> [INPUT RECORDS]:
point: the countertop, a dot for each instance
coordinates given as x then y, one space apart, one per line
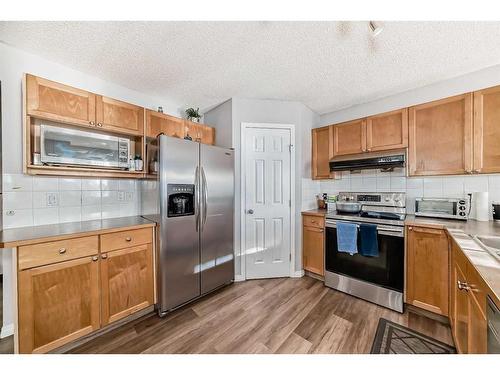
22 236
485 264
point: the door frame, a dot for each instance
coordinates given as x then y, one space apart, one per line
260 125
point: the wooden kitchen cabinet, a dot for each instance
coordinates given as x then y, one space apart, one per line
199 132
487 130
440 137
115 115
387 131
427 269
322 152
349 138
126 282
58 303
157 123
313 244
55 101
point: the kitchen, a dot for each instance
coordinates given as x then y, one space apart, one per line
266 226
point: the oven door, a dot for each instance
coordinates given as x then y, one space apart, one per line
386 270
60 145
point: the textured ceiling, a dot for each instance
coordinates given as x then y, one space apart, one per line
325 65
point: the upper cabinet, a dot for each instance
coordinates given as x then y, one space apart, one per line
349 138
440 137
387 131
58 102
157 123
322 152
115 115
487 130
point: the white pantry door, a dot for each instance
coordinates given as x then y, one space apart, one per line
267 202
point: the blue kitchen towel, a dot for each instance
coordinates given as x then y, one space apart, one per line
347 237
369 241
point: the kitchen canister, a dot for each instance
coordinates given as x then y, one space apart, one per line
481 206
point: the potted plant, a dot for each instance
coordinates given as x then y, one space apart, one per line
193 114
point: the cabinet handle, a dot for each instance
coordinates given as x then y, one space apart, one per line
462 286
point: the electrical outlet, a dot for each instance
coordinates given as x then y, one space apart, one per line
52 199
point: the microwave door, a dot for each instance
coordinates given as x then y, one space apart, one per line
74 147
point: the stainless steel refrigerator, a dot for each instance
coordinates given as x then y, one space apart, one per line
196 207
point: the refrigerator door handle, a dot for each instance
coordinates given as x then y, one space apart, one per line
205 196
197 197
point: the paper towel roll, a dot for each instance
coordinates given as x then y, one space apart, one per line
481 207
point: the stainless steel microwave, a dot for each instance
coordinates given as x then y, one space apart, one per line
445 208
65 146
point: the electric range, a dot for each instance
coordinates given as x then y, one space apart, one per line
378 279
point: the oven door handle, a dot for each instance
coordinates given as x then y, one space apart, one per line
397 232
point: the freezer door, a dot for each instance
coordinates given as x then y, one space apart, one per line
216 214
179 255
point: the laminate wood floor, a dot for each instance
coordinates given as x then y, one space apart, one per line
263 316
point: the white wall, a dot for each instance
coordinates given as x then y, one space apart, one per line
266 111
75 195
466 83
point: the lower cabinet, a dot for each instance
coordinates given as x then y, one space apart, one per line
427 277
313 244
68 299
58 303
467 317
126 282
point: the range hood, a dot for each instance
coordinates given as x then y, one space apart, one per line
363 162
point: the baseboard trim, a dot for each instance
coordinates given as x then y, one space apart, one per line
238 278
7 331
297 274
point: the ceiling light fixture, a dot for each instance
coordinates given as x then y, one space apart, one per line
376 27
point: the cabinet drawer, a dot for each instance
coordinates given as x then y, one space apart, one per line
128 238
314 221
57 251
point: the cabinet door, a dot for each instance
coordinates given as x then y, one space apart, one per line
54 101
461 327
157 123
427 269
387 131
487 130
349 138
199 132
126 282
478 330
314 249
440 137
118 116
57 304
322 152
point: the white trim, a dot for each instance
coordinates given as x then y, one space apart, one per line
298 274
7 330
244 126
238 278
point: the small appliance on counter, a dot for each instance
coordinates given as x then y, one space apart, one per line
443 208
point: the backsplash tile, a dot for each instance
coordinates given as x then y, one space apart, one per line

> [WHAT TO PRODUCE]: Recast the records as a JSON list of strings, starting at the line that contains "point: the cabinet door, a" and running through the last line, both included. Use one string per line and leave out blank lines.

> [RESULT]:
[
  "point: the cabinet door, a dot for each instance",
  "coordinates given as x then y, one space apart, one per line",
  "54 101",
  "461 327",
  "157 123",
  "427 269",
  "387 131",
  "487 130",
  "349 138",
  "199 132",
  "126 282",
  "478 330",
  "314 249",
  "440 137",
  "118 116",
  "57 304",
  "322 152",
  "point: the white trim, a dot for each instance",
  "coordinates given as x then y, one space apart, one per line",
  "298 274",
  "7 330",
  "244 126",
  "238 278",
  "point: the small appliance on counter, a dot for each instance",
  "coordinates given as x then y, one space apart, one per line",
  "443 208",
  "point: the backsplash tile, a dot for each instance",
  "coordinates given as x then y, one space apart, one per line"
]